**Exercise instructions**. Copy out verbatim the part that opens with the line containing "bamboo tray rim." and runs through the last of the lines, including both ends. Leave the pictures out of your copy.

**Given information**.
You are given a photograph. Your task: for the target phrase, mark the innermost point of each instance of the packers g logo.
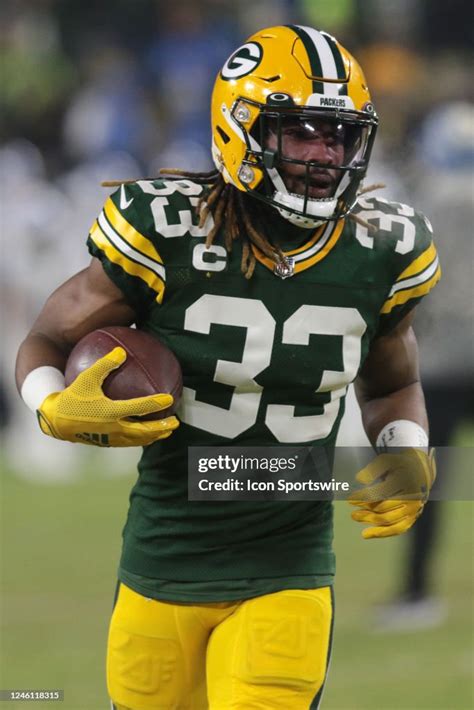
(243, 61)
(213, 258)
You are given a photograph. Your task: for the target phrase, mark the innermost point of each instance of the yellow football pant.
(266, 653)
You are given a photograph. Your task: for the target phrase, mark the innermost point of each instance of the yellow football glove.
(396, 489)
(82, 413)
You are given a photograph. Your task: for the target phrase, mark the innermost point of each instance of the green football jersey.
(265, 361)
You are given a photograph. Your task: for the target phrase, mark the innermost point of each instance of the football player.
(276, 284)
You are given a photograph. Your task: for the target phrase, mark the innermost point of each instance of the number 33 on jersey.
(264, 360)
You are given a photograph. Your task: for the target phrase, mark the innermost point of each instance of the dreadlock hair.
(238, 214)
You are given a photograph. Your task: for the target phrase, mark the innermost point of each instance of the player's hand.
(396, 488)
(82, 413)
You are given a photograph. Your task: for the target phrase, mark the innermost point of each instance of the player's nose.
(318, 151)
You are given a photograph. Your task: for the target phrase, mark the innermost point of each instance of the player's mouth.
(321, 185)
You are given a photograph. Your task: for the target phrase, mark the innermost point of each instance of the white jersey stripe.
(322, 241)
(415, 280)
(128, 250)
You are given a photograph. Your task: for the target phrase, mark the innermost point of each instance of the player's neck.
(284, 234)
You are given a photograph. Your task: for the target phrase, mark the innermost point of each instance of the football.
(150, 367)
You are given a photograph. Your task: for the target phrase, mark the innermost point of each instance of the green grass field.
(60, 545)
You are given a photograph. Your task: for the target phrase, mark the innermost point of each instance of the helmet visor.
(312, 153)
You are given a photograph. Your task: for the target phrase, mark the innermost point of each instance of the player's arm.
(390, 396)
(81, 412)
(388, 387)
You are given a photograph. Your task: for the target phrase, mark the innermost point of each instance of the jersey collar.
(315, 249)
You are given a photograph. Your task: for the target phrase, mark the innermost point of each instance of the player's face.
(313, 140)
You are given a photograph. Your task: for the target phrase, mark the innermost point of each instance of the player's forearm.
(38, 350)
(405, 404)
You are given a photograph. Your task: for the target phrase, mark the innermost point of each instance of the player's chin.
(316, 190)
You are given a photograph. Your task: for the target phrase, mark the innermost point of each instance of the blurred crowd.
(116, 90)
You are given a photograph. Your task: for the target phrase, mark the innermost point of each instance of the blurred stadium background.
(111, 90)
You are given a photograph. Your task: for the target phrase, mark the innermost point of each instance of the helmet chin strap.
(317, 211)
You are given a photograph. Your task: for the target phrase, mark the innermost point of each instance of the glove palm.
(83, 413)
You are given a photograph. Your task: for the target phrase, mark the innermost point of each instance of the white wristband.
(40, 383)
(402, 433)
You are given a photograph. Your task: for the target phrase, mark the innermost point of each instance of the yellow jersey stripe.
(403, 296)
(332, 239)
(420, 263)
(129, 233)
(134, 268)
(128, 249)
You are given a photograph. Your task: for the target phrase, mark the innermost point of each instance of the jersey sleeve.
(123, 239)
(414, 277)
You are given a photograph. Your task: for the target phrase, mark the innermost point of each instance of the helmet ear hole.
(225, 137)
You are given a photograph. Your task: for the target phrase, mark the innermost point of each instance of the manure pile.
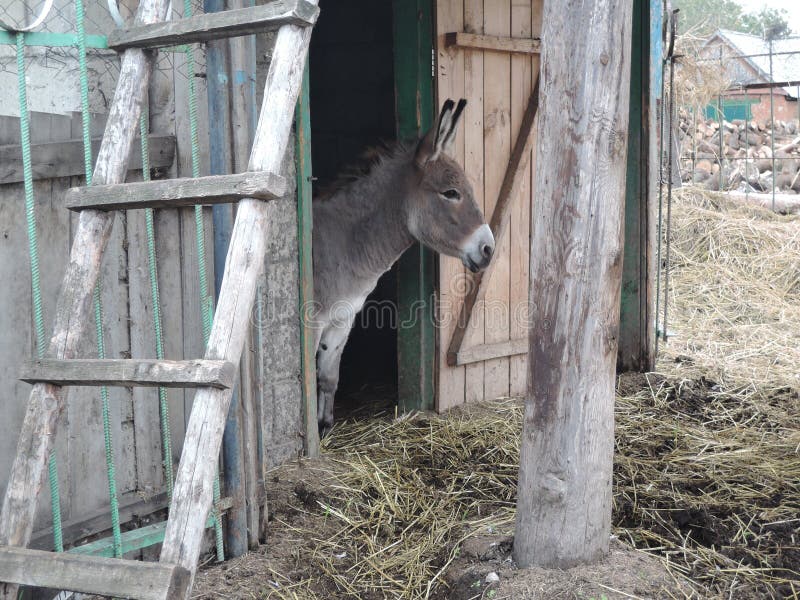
(707, 453)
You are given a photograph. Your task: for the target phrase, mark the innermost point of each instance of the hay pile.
(410, 490)
(707, 465)
(734, 302)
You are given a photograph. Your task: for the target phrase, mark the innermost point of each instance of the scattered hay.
(707, 464)
(734, 299)
(411, 489)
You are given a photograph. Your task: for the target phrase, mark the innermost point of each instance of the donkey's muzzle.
(479, 249)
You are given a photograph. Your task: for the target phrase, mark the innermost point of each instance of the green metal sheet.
(414, 97)
(304, 234)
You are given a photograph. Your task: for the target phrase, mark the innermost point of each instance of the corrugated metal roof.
(785, 67)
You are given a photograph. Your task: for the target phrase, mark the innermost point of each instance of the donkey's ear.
(450, 134)
(432, 145)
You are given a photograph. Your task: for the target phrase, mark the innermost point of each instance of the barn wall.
(128, 327)
(497, 87)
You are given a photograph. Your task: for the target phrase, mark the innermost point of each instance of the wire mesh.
(53, 70)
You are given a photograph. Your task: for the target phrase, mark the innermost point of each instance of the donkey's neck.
(371, 215)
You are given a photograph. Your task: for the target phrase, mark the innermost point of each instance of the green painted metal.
(136, 539)
(414, 97)
(155, 296)
(54, 40)
(304, 234)
(636, 339)
(33, 253)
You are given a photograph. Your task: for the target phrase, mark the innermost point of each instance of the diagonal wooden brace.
(498, 223)
(192, 495)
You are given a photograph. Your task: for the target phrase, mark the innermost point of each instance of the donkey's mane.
(370, 159)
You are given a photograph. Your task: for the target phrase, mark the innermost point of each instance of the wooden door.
(481, 353)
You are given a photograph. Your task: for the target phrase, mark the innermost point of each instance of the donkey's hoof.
(324, 428)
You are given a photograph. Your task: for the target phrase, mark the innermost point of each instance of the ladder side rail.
(192, 494)
(46, 402)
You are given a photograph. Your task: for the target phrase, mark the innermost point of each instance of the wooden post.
(46, 401)
(192, 495)
(564, 497)
(221, 162)
(244, 117)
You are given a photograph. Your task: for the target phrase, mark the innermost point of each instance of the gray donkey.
(361, 229)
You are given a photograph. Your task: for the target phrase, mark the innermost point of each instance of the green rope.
(206, 302)
(33, 253)
(109, 446)
(98, 306)
(163, 406)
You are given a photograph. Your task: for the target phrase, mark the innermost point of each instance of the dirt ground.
(483, 567)
(706, 466)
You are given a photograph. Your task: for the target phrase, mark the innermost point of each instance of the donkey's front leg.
(329, 355)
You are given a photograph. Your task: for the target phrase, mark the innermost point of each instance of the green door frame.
(416, 275)
(637, 311)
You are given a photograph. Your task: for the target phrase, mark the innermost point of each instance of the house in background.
(746, 60)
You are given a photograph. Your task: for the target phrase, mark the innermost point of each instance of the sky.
(792, 7)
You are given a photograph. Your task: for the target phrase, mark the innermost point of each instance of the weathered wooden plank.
(64, 159)
(566, 459)
(474, 166)
(93, 575)
(450, 84)
(192, 494)
(172, 193)
(46, 402)
(481, 352)
(210, 26)
(510, 188)
(131, 372)
(496, 43)
(497, 145)
(524, 71)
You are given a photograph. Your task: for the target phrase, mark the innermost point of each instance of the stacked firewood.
(743, 158)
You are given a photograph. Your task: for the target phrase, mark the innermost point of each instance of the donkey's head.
(442, 212)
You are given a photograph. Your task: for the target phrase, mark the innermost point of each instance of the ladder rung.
(173, 193)
(113, 577)
(210, 26)
(136, 539)
(131, 372)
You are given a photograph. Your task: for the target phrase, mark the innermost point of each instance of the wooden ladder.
(214, 376)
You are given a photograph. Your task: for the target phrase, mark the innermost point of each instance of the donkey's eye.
(452, 195)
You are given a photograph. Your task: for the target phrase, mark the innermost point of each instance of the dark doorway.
(352, 110)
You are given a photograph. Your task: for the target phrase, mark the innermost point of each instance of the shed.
(377, 70)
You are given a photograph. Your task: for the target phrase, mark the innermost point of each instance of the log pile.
(743, 158)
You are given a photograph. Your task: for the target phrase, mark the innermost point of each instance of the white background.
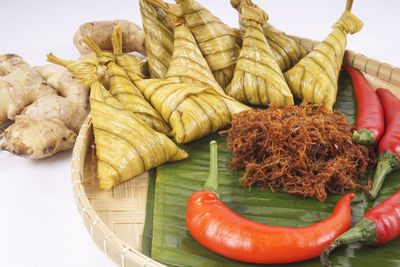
(39, 223)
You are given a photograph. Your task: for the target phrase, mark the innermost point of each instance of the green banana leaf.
(172, 243)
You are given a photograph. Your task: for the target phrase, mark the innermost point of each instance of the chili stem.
(212, 180)
(363, 231)
(387, 162)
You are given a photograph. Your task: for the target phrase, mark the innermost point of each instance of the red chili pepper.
(389, 146)
(221, 230)
(378, 226)
(370, 123)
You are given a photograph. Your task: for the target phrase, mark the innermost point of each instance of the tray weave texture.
(115, 218)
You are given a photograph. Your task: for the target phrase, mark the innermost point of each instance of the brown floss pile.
(304, 150)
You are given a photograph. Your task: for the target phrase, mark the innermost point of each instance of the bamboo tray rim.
(118, 250)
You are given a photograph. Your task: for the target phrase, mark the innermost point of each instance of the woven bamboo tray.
(115, 218)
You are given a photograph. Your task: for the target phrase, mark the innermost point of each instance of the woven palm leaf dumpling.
(258, 78)
(187, 64)
(286, 51)
(315, 77)
(125, 145)
(159, 39)
(216, 40)
(192, 111)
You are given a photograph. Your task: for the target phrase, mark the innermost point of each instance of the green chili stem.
(363, 231)
(212, 180)
(364, 137)
(387, 162)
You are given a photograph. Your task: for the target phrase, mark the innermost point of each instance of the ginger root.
(47, 119)
(100, 31)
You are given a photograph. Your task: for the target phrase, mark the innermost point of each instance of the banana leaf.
(172, 243)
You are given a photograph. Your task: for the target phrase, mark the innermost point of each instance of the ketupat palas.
(46, 122)
(100, 32)
(192, 111)
(125, 146)
(159, 39)
(315, 77)
(217, 42)
(187, 64)
(122, 88)
(257, 79)
(286, 51)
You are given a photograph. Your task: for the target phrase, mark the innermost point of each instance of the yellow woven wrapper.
(315, 77)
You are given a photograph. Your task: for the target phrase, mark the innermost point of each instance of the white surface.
(40, 225)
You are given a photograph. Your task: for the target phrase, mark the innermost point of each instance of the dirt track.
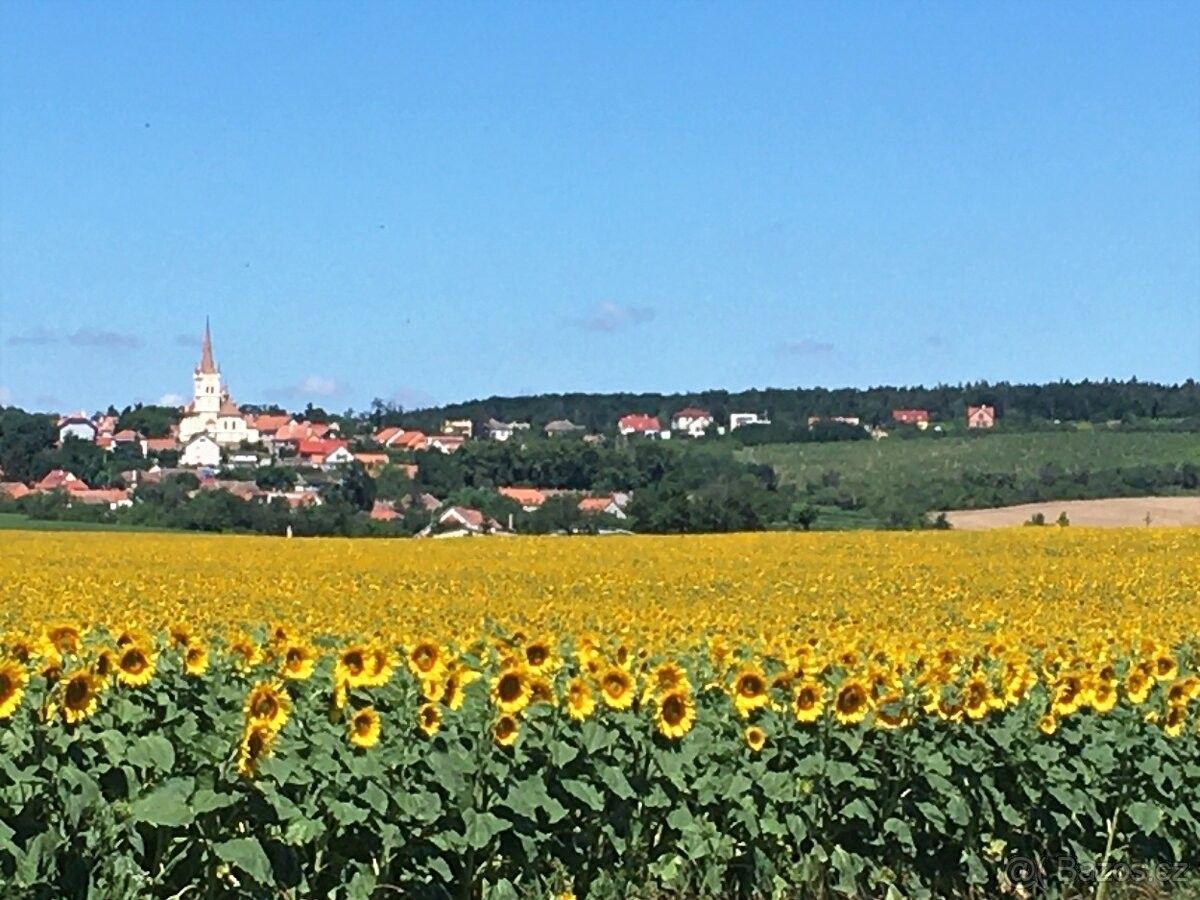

**Full response**.
You are given a photograph. Your task: for the target phrase, mark the innermost point of each instance of the bamboo tray rim.
(118, 250)
You are given a photograph. Your task: for the target phrase, mark the innermost point of each instance of the woven bamboo tray.
(115, 218)
You are given a photograph. Your task: for the target phrase, mark the innermost point of each instance of the woven palm leaf dumpling.
(258, 78)
(187, 64)
(286, 51)
(315, 77)
(125, 145)
(159, 39)
(216, 40)
(192, 111)
You are given a photograph. Your task: for the target phrase, mark the innermost point of each instance of the green chili stem.
(363, 231)
(212, 180)
(364, 137)
(387, 162)
You are given a photograph. Your task: for the target phrase, mark the innermost point of each instance of the ginger root.
(47, 119)
(100, 31)
You are given a photograph. Your task: for the target phrase, mark the innermost point of each instance of the banana leaf.
(172, 243)
You are given a photograph. Your task: for the target phrase, mark the innermost point of each instance of the ketupat palas.
(46, 122)
(100, 32)
(192, 111)
(125, 146)
(159, 39)
(315, 77)
(217, 42)
(187, 64)
(122, 88)
(257, 79)
(286, 51)
You are given a photograph. Your task: for the target phrase, mark the innermost point of each instance of the yellow woven wrapper.
(315, 77)
You are given a photograph. Your task: for the target phrase, mark the innermost point of each instance of the white surface.
(40, 225)
You are given a photograph. Your task: for the target phrase, mark the innermost point of each instance of the dirt track.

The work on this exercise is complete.